- Entries supplied
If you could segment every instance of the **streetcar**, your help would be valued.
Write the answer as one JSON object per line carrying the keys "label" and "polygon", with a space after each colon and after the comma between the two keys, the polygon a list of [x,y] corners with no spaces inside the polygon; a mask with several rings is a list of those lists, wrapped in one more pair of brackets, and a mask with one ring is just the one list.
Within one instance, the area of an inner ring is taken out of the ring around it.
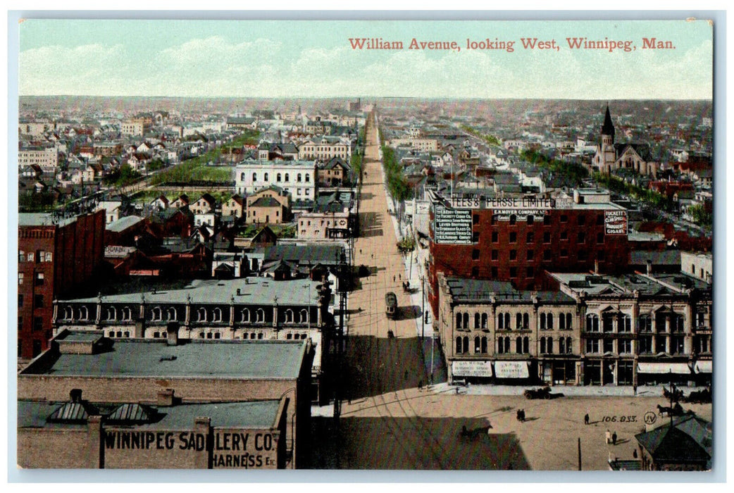
{"label": "streetcar", "polygon": [[398,297],[392,291],[385,295],[385,313],[388,318],[395,318],[395,310],[398,307]]}

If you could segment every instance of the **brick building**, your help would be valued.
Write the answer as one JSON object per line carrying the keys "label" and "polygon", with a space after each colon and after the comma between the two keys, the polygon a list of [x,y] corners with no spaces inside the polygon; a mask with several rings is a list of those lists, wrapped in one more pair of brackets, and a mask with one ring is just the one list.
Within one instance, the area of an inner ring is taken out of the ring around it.
{"label": "brick building", "polygon": [[55,220],[21,213],[18,230],[18,356],[48,348],[54,299],[89,281],[104,258],[105,213]]}
{"label": "brick building", "polygon": [[614,273],[630,258],[627,211],[608,192],[573,197],[454,196],[429,193],[429,300],[438,313],[437,274],[548,288],[545,272]]}
{"label": "brick building", "polygon": [[171,331],[113,341],[65,331],[18,376],[18,464],[296,468],[308,450],[312,357],[308,340],[184,341]]}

- What you need to do
Which lines in the records above contain the word "segment"? Show each of those lines in full.

- Task solution
If you could segment every instance of the **streetcar**, your help would be valued.
If you could segment every instance of the **brick building**, your help would be valued.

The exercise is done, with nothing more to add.